▶ [What you should do]: Print the lines from the one with "point: firefighter's arm" to the one with "column 188, row 817", both included, and reproduce them with no changes.

▶ [Listed entries]:
----

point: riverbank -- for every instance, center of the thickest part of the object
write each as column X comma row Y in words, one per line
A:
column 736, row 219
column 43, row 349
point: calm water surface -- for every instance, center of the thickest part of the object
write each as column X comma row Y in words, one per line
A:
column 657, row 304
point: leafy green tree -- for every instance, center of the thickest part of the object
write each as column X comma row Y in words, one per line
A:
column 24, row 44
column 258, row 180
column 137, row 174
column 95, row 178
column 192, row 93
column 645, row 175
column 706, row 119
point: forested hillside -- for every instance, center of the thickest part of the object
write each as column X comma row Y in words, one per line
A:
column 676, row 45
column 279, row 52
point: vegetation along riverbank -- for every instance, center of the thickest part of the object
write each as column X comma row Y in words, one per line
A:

----

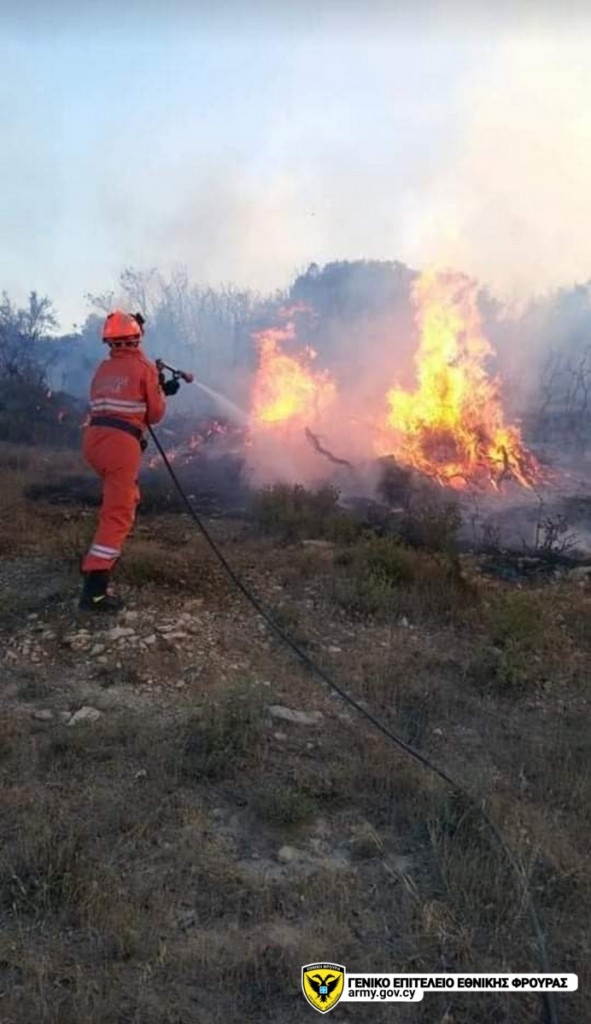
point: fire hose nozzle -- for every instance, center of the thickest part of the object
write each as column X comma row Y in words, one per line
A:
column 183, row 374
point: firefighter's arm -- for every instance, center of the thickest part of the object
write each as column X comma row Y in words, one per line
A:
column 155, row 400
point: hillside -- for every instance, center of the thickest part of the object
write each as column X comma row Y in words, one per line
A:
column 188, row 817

----

▶ [Completed task]:
point: firefighter's arm -- for every instance, center of the thickest part of the object
write each as column X comma row Y in words, one per line
A:
column 155, row 400
point: hillside -- for every instance, center of the thickest part of the object
write each as column X comma row Y in words, one per line
A:
column 188, row 817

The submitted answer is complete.